Dataset records

---

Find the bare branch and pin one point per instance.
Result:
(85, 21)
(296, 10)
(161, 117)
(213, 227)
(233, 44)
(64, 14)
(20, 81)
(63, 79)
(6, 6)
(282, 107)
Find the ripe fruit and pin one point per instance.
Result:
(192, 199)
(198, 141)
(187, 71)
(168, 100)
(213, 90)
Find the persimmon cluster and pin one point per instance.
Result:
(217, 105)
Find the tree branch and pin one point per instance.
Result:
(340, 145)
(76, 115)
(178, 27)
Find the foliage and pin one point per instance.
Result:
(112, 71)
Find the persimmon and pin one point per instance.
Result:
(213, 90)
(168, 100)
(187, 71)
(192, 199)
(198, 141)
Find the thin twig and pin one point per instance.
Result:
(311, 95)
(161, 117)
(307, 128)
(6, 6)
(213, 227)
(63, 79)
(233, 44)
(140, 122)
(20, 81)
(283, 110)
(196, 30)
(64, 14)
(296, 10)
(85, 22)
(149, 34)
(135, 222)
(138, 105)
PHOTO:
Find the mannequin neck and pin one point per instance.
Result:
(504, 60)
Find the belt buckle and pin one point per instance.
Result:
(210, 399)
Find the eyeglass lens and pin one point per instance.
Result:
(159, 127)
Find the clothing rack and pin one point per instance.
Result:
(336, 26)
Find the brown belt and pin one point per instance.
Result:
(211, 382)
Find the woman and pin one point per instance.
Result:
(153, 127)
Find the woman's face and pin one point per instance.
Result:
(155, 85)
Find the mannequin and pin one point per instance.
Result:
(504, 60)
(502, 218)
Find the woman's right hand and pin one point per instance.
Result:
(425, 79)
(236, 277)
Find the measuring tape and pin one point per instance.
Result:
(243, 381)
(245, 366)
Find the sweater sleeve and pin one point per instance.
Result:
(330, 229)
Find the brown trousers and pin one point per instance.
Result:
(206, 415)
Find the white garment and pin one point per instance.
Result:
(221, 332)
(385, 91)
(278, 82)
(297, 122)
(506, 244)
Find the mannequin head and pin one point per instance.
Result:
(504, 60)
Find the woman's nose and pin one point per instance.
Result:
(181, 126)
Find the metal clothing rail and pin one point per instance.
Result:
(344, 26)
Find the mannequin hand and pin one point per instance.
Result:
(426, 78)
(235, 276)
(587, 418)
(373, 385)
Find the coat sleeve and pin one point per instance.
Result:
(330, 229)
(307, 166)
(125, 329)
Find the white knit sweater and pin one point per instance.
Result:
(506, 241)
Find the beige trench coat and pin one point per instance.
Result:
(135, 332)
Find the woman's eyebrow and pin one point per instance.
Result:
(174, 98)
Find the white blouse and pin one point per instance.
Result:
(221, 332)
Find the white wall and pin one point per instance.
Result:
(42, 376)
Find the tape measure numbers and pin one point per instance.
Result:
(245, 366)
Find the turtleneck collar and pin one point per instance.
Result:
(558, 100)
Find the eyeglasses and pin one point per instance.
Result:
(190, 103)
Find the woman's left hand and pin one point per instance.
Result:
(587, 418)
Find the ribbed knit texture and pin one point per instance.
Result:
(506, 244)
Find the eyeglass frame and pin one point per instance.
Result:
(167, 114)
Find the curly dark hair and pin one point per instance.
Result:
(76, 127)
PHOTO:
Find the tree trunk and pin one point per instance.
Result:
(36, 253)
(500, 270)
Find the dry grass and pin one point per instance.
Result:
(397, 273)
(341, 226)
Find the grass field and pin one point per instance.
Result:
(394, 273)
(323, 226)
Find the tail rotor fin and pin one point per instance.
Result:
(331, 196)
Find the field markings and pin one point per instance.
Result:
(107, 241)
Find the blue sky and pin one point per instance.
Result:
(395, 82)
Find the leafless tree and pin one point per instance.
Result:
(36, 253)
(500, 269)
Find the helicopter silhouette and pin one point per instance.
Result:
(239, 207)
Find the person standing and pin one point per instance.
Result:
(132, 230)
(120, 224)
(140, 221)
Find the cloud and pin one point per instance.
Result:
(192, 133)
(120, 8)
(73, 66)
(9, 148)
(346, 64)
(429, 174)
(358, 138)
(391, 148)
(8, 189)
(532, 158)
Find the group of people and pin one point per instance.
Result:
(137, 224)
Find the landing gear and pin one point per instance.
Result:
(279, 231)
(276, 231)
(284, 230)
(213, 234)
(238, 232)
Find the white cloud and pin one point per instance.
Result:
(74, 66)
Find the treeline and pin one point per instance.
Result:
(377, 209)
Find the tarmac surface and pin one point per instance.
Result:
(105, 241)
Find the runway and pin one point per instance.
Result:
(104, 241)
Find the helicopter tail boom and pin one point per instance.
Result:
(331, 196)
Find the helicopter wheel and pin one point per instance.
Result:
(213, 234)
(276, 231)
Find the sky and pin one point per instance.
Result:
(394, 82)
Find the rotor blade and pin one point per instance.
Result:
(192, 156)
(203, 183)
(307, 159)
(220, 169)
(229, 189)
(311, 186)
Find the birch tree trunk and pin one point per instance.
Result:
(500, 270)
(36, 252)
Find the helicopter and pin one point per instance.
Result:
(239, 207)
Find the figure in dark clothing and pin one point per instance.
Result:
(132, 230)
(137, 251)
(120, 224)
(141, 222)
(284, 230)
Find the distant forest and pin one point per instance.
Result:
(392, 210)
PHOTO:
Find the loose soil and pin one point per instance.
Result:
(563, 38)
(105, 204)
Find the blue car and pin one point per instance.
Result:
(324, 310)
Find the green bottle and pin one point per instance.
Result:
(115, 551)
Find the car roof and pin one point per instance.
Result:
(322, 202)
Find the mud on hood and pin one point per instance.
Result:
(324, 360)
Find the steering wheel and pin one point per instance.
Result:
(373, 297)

---

:: Activity ::
Review the entries above and return every line where "wheel" appears.

:: Result of the exercise ::
Find the helicopter wheel and pin one point per instance.
Find the steering wheel and pin one point per instance.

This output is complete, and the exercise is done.